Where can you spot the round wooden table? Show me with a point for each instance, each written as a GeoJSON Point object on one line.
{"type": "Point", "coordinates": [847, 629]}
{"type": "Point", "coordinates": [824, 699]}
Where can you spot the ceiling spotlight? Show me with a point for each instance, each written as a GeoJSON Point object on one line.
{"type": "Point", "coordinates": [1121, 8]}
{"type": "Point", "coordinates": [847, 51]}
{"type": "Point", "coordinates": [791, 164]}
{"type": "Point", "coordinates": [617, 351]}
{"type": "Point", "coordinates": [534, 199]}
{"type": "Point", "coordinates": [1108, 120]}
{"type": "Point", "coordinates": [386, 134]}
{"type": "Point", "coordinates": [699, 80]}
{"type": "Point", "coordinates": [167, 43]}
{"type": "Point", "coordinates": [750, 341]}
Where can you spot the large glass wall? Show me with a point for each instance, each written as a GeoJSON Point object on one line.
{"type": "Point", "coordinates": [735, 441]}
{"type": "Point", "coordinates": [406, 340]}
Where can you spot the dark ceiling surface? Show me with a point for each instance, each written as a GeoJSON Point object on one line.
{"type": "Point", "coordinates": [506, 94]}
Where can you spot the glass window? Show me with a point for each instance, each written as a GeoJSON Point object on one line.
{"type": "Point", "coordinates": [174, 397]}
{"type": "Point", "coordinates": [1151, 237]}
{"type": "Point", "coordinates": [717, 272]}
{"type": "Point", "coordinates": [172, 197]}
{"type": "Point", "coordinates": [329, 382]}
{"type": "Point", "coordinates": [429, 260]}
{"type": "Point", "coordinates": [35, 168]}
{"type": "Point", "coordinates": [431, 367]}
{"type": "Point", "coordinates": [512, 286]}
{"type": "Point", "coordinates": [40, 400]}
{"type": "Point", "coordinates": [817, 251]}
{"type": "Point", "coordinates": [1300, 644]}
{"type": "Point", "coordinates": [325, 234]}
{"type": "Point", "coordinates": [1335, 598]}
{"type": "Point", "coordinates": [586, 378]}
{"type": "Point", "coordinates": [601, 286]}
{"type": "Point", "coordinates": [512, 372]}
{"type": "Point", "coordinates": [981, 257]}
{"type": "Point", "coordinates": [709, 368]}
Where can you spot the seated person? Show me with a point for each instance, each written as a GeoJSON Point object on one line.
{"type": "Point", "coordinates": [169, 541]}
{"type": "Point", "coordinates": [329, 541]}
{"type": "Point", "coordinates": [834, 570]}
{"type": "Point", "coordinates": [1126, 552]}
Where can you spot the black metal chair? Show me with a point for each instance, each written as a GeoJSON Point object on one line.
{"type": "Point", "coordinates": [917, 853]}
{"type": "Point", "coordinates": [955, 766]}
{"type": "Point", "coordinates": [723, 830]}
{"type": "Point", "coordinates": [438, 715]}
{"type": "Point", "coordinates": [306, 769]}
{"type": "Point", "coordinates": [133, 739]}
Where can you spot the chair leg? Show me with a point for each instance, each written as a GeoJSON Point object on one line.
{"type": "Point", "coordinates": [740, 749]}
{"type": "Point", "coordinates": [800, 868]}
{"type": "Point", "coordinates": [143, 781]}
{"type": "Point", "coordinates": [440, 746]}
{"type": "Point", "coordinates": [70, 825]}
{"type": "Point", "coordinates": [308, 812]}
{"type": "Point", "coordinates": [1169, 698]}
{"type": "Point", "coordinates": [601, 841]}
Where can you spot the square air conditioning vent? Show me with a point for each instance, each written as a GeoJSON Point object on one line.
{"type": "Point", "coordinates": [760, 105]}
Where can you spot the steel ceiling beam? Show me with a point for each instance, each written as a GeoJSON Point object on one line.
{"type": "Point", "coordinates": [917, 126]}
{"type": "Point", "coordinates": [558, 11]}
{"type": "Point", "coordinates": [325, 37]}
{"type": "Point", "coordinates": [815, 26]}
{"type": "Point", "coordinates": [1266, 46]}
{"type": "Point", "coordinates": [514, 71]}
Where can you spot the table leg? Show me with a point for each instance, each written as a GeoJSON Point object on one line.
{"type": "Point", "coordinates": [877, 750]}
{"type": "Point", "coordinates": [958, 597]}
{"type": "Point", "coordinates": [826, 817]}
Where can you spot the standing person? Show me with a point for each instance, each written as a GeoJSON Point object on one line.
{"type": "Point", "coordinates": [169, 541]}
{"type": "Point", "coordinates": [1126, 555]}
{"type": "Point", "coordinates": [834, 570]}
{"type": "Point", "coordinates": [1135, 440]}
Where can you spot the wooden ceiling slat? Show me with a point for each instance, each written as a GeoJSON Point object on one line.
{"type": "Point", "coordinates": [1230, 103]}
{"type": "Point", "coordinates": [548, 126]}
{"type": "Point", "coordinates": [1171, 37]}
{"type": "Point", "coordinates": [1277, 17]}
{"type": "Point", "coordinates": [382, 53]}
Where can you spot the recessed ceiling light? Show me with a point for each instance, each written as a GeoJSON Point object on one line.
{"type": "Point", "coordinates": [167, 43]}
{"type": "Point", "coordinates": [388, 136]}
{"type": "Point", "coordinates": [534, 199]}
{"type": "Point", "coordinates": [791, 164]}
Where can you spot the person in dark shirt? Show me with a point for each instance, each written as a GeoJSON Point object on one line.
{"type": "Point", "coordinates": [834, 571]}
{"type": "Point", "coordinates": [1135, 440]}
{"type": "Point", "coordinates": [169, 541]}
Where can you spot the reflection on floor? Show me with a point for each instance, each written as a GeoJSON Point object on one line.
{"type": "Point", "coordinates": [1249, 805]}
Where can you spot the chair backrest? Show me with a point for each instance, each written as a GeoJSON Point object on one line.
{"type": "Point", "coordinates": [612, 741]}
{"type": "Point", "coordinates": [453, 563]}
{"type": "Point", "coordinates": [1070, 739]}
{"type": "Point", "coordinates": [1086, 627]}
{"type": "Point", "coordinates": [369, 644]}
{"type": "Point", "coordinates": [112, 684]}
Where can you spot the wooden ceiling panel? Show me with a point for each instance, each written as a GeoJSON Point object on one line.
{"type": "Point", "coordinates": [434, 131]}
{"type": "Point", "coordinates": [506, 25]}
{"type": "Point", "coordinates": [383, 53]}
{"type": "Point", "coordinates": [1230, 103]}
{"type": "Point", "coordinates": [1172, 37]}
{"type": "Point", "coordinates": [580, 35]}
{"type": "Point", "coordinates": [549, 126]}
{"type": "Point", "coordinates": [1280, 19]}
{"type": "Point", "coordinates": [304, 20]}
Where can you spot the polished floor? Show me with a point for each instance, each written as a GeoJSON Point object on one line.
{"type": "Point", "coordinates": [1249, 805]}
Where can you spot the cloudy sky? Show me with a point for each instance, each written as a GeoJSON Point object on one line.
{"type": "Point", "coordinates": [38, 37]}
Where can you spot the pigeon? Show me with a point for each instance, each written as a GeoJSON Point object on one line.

-----

*INSTRUCTION*. Quote every one of the items above verbatim, keeping them in their original order.

*RESULT FOR THIS TASK*.
Where can you spot the round wooden table? Show me with a point for each instance, each written as a GeoJSON Point object on one line.
{"type": "Point", "coordinates": [847, 629]}
{"type": "Point", "coordinates": [824, 699]}
Where can you spot the ceiling spotlight? Show me with a point for each instance, each written as a GeoJSON Point object on one line.
{"type": "Point", "coordinates": [1121, 8]}
{"type": "Point", "coordinates": [847, 51]}
{"type": "Point", "coordinates": [791, 164]}
{"type": "Point", "coordinates": [617, 351]}
{"type": "Point", "coordinates": [534, 199]}
{"type": "Point", "coordinates": [1108, 120]}
{"type": "Point", "coordinates": [386, 134]}
{"type": "Point", "coordinates": [699, 80]}
{"type": "Point", "coordinates": [167, 43]}
{"type": "Point", "coordinates": [750, 341]}
Where can you spot the large glass wall? Show me with a point for each instance, each written as a GeoJSON Point object on one line.
{"type": "Point", "coordinates": [735, 441]}
{"type": "Point", "coordinates": [406, 340]}
Where can you spot the dark ceiling surface? Show me with a point for each instance, each written as a GeoJSON Point object on one line.
{"type": "Point", "coordinates": [506, 94]}
Where can you spot the glass window? Show me with a point for each instance, each written as a GeoJSON Point object on one line.
{"type": "Point", "coordinates": [174, 397]}
{"type": "Point", "coordinates": [1151, 237]}
{"type": "Point", "coordinates": [717, 272]}
{"type": "Point", "coordinates": [172, 197]}
{"type": "Point", "coordinates": [329, 382]}
{"type": "Point", "coordinates": [429, 260]}
{"type": "Point", "coordinates": [35, 168]}
{"type": "Point", "coordinates": [431, 367]}
{"type": "Point", "coordinates": [512, 286]}
{"type": "Point", "coordinates": [40, 400]}
{"type": "Point", "coordinates": [817, 251]}
{"type": "Point", "coordinates": [1300, 644]}
{"type": "Point", "coordinates": [325, 234]}
{"type": "Point", "coordinates": [1335, 598]}
{"type": "Point", "coordinates": [586, 378]}
{"type": "Point", "coordinates": [601, 286]}
{"type": "Point", "coordinates": [512, 372]}
{"type": "Point", "coordinates": [981, 257]}
{"type": "Point", "coordinates": [709, 368]}
Where can you spot the seated person? Show me with a point for each instance, each written as a GeoJSON Point object on one line.
{"type": "Point", "coordinates": [169, 541]}
{"type": "Point", "coordinates": [329, 541]}
{"type": "Point", "coordinates": [834, 570]}
{"type": "Point", "coordinates": [1126, 552]}
Where can you spot the black metal chair? Show me with a point for each instance, each written as a GeoJSON Point object on one line.
{"type": "Point", "coordinates": [917, 853]}
{"type": "Point", "coordinates": [955, 766]}
{"type": "Point", "coordinates": [723, 830]}
{"type": "Point", "coordinates": [438, 715]}
{"type": "Point", "coordinates": [306, 769]}
{"type": "Point", "coordinates": [133, 739]}
Where can you spot the chair leg? Show me with a point for each instance, each written as a GeoJSON Point object on one line.
{"type": "Point", "coordinates": [740, 749]}
{"type": "Point", "coordinates": [800, 868]}
{"type": "Point", "coordinates": [143, 781]}
{"type": "Point", "coordinates": [440, 746]}
{"type": "Point", "coordinates": [70, 825]}
{"type": "Point", "coordinates": [308, 812]}
{"type": "Point", "coordinates": [1169, 698]}
{"type": "Point", "coordinates": [601, 841]}
Where can you spot the square air conditioning vent? Show me with a point for each instance, each written as a GeoJSON Point object on one line.
{"type": "Point", "coordinates": [760, 105]}
Where can you spot the steel ceiling beam? Show me with a point for each instance, each written as a GeoJSON Point object on one line.
{"type": "Point", "coordinates": [917, 126]}
{"type": "Point", "coordinates": [558, 11]}
{"type": "Point", "coordinates": [325, 37]}
{"type": "Point", "coordinates": [815, 26]}
{"type": "Point", "coordinates": [1266, 46]}
{"type": "Point", "coordinates": [514, 71]}
Where can you spot the table leg? Show me with a point for each instance, each written as a GeoJSON Point object on one line.
{"type": "Point", "coordinates": [877, 750]}
{"type": "Point", "coordinates": [958, 597]}
{"type": "Point", "coordinates": [826, 817]}
Where can you spot the standing person? Show me with a point for each instance, each written as a GeoJSON Point object on one line.
{"type": "Point", "coordinates": [169, 541]}
{"type": "Point", "coordinates": [1126, 555]}
{"type": "Point", "coordinates": [834, 570]}
{"type": "Point", "coordinates": [1135, 440]}
Where can you spot the wooden ceiling slat? Show me with a point for each instance, each written as a GeoJSON Point object on one line.
{"type": "Point", "coordinates": [1230, 103]}
{"type": "Point", "coordinates": [548, 126]}
{"type": "Point", "coordinates": [1171, 37]}
{"type": "Point", "coordinates": [1277, 17]}
{"type": "Point", "coordinates": [382, 53]}
Where can you spot the recessed ceiling light? Show me with a point for each instance, each written as a GeoJSON Point object on one line.
{"type": "Point", "coordinates": [167, 43]}
{"type": "Point", "coordinates": [388, 136]}
{"type": "Point", "coordinates": [534, 199]}
{"type": "Point", "coordinates": [791, 164]}
Where can you spot the person in dark shirt? Show me with a point for each instance, each written as a GeoJSON Point object on one line.
{"type": "Point", "coordinates": [834, 571]}
{"type": "Point", "coordinates": [1135, 440]}
{"type": "Point", "coordinates": [169, 541]}
Where can you spot the reflection on floor? Show me with a point for each instance, each written as a GeoJSON Point object on one line.
{"type": "Point", "coordinates": [1249, 805]}
Where can you spot the chair backrest? Show me with a point for each instance, each written as a GeoJSON Point object on one line.
{"type": "Point", "coordinates": [612, 741]}
{"type": "Point", "coordinates": [453, 563]}
{"type": "Point", "coordinates": [1070, 739]}
{"type": "Point", "coordinates": [1086, 627]}
{"type": "Point", "coordinates": [369, 644]}
{"type": "Point", "coordinates": [112, 684]}
Where can you spot the wooden ceiling panel? Show me with a point for each instance, each written as a GeoJSON Point object on one line.
{"type": "Point", "coordinates": [434, 131]}
{"type": "Point", "coordinates": [506, 25]}
{"type": "Point", "coordinates": [383, 53]}
{"type": "Point", "coordinates": [1230, 103]}
{"type": "Point", "coordinates": [1172, 37]}
{"type": "Point", "coordinates": [580, 35]}
{"type": "Point", "coordinates": [549, 126]}
{"type": "Point", "coordinates": [1280, 19]}
{"type": "Point", "coordinates": [304, 20]}
Where can you spot the polished floor? Show me with a point for each instance, each written as a GeoJSON Point object on one line.
{"type": "Point", "coordinates": [1249, 805]}
Where can you spot the cloudy sky? Show me with a point for each instance, each written as a GeoJSON Point object on one line.
{"type": "Point", "coordinates": [38, 37]}
Where can you spot the pigeon? Show me with a point for each instance, each written as a GeoJSON Point object on one line.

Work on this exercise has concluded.